**Request**
Gather every line of the rows below that contains the word "patterned", and copy each one.

**Rows**

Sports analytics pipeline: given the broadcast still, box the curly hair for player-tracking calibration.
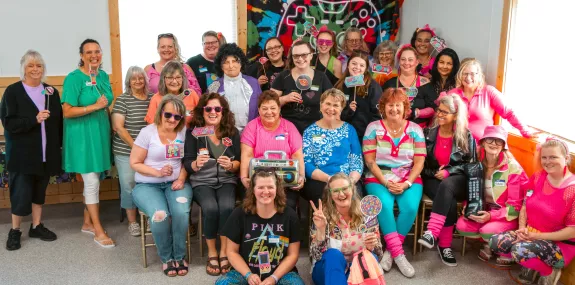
[214,43,248,77]
[430,48,460,94]
[334,51,372,97]
[191,93,236,139]
[242,170,287,215]
[377,88,411,119]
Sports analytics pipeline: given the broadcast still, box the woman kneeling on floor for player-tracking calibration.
[216,170,304,285]
[489,138,575,285]
[310,173,383,285]
[130,95,192,277]
[457,126,529,266]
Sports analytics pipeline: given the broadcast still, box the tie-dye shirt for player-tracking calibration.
[363,120,427,183]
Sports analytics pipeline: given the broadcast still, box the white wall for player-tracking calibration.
[0,0,112,76]
[399,0,503,85]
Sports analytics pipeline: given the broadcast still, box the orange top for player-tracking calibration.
[144,90,199,128]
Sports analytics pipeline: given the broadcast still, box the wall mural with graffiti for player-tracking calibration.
[247,0,403,60]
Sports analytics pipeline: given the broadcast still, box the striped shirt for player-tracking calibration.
[363,120,427,183]
[112,93,153,156]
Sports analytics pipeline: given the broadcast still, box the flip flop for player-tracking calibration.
[94,238,116,248]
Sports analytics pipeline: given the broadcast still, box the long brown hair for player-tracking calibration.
[189,93,236,139]
[334,51,371,97]
[242,169,287,215]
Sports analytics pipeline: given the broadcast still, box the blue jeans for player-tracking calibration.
[216,269,306,285]
[114,154,136,209]
[132,182,192,263]
[311,248,348,285]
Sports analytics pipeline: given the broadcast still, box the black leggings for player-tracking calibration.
[423,175,467,227]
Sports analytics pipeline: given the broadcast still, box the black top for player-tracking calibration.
[383,76,438,124]
[341,80,382,141]
[0,81,63,175]
[246,61,285,92]
[272,70,333,134]
[186,54,218,95]
[421,127,476,178]
[222,207,300,280]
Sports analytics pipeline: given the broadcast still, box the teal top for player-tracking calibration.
[62,69,114,173]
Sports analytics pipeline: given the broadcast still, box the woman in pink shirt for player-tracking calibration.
[448,59,532,140]
[489,138,575,284]
[240,90,305,210]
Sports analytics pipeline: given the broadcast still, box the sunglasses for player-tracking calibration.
[163,112,184,121]
[204,106,224,113]
[317,39,333,46]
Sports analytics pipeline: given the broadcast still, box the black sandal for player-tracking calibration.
[164,261,178,277]
[176,259,189,276]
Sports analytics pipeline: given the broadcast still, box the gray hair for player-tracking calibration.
[154,94,187,132]
[20,49,46,82]
[124,65,150,95]
[158,60,188,96]
[373,40,397,66]
[432,93,470,152]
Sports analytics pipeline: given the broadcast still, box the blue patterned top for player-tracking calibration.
[303,122,363,178]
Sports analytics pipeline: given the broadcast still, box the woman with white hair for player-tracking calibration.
[112,66,153,236]
[0,50,62,250]
[447,59,533,140]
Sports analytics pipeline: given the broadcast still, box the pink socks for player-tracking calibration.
[383,232,405,258]
[519,258,553,276]
[438,226,453,248]
[427,213,445,238]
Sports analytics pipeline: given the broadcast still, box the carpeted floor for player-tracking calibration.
[0,201,532,285]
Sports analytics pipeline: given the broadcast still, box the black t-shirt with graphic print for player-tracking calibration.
[223,207,300,280]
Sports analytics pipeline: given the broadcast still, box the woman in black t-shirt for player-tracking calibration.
[246,37,285,91]
[216,170,304,285]
[271,40,332,134]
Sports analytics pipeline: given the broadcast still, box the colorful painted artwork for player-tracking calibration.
[247,0,403,60]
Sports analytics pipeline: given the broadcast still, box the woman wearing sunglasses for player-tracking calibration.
[144,33,202,96]
[312,26,342,84]
[246,37,285,91]
[208,43,262,132]
[145,61,199,127]
[130,95,192,277]
[383,44,437,128]
[271,40,332,134]
[183,93,241,276]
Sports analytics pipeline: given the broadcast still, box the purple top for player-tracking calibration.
[22,82,46,162]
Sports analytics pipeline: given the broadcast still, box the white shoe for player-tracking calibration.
[394,254,415,278]
[379,250,393,271]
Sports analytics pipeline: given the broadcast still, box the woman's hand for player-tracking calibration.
[36,110,50,124]
[258,75,269,85]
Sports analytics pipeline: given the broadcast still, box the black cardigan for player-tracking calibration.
[421,127,477,178]
[0,81,63,175]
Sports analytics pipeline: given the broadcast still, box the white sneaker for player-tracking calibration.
[128,222,141,237]
[394,254,415,278]
[379,250,393,271]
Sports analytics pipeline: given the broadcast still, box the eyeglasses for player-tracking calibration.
[163,112,183,121]
[291,52,311,59]
[164,76,183,82]
[485,138,505,146]
[266,45,283,52]
[317,39,333,46]
[204,106,220,113]
[158,33,174,40]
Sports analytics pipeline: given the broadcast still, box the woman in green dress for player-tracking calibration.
[62,39,115,248]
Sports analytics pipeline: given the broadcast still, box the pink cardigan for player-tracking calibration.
[446,85,531,141]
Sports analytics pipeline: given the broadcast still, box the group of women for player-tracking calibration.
[0,26,575,285]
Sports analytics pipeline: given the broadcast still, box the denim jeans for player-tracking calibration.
[132,182,192,263]
[114,154,136,209]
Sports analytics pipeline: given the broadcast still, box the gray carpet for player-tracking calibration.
[0,201,532,285]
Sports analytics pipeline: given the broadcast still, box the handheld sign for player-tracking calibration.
[371,63,393,75]
[360,195,382,233]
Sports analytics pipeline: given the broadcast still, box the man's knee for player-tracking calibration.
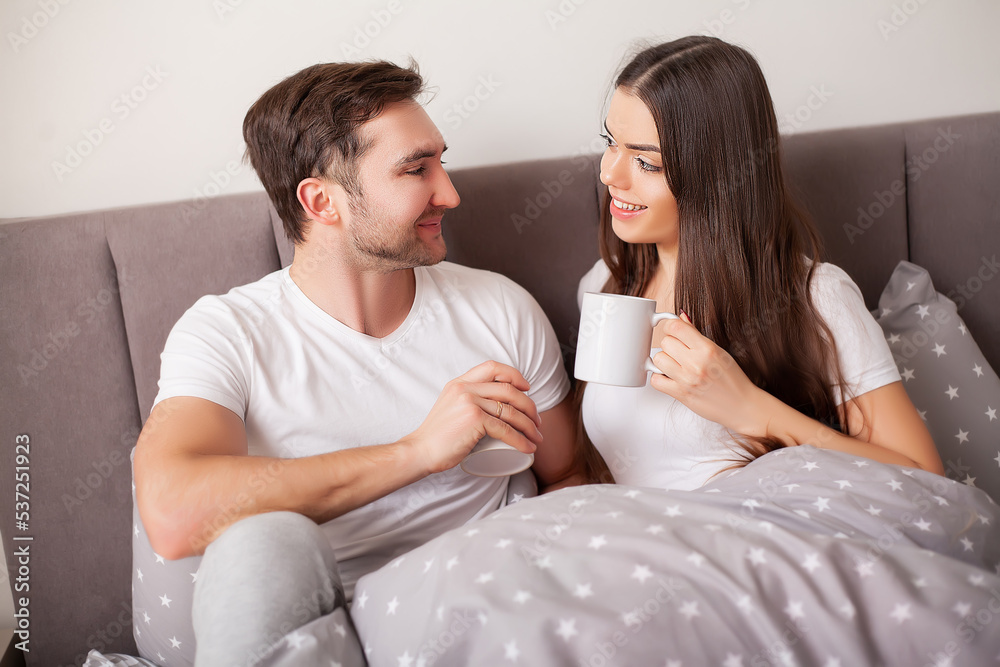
[205,512,329,558]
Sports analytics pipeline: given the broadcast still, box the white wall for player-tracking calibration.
[0,0,1000,218]
[0,0,1000,626]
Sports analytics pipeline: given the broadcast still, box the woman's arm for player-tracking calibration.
[650,316,944,474]
[759,382,944,475]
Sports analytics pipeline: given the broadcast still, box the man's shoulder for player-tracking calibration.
[182,269,286,326]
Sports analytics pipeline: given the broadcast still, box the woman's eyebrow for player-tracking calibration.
[604,121,660,153]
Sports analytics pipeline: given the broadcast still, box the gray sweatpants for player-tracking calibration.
[191,512,363,667]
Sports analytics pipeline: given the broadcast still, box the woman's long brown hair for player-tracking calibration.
[578,37,846,474]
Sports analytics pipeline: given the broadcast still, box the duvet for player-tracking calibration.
[99,446,1000,667]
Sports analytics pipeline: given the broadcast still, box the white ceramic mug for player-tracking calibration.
[462,436,535,477]
[573,292,677,387]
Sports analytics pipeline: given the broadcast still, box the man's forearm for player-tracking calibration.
[136,441,427,558]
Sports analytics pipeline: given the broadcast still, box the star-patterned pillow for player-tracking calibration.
[872,262,1000,501]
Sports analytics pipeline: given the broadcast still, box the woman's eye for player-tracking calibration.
[635,157,660,173]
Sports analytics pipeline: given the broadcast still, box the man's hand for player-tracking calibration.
[404,361,542,474]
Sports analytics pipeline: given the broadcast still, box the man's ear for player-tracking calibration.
[295,178,346,225]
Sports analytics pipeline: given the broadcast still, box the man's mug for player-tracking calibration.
[462,436,535,477]
[573,292,677,387]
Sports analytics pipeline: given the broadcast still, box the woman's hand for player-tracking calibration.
[649,313,771,436]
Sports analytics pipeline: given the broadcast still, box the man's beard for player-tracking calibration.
[350,196,445,271]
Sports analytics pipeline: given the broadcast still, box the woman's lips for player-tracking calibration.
[609,196,647,220]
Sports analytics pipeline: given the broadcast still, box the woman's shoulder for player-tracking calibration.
[576,259,611,306]
[809,262,868,322]
[806,260,861,296]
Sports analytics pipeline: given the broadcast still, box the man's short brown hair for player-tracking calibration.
[243,61,424,244]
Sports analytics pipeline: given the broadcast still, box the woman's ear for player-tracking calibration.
[295,178,344,225]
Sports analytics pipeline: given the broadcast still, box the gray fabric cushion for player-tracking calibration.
[107,193,279,420]
[874,262,1000,500]
[0,212,140,667]
[782,125,907,308]
[908,112,1000,376]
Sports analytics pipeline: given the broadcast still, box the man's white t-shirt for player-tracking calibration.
[577,260,900,490]
[154,262,569,599]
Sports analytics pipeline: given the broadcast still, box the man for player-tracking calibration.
[134,62,582,665]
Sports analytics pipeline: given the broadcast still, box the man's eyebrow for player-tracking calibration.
[604,121,660,153]
[396,144,448,167]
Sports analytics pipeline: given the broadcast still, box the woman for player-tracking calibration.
[580,37,943,489]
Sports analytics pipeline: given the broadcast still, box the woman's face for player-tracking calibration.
[601,88,677,247]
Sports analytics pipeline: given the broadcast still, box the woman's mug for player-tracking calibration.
[573,292,677,387]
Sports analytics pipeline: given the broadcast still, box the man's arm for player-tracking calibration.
[531,392,586,493]
[135,362,541,559]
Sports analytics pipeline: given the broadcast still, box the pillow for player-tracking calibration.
[872,262,1000,501]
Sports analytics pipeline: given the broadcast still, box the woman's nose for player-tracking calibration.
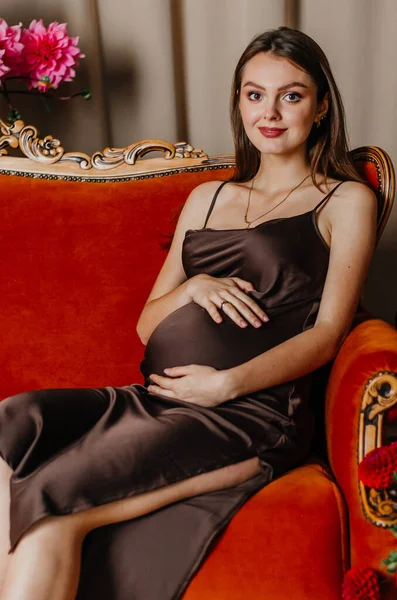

**Task answer**
Sports analytics pipeline: given the broadcast still, box the blue patterned top for player-tracking calibration.
Sports analytics pipeline: given the broadcast still, box the star-patterned pillow for player-tracking calibration.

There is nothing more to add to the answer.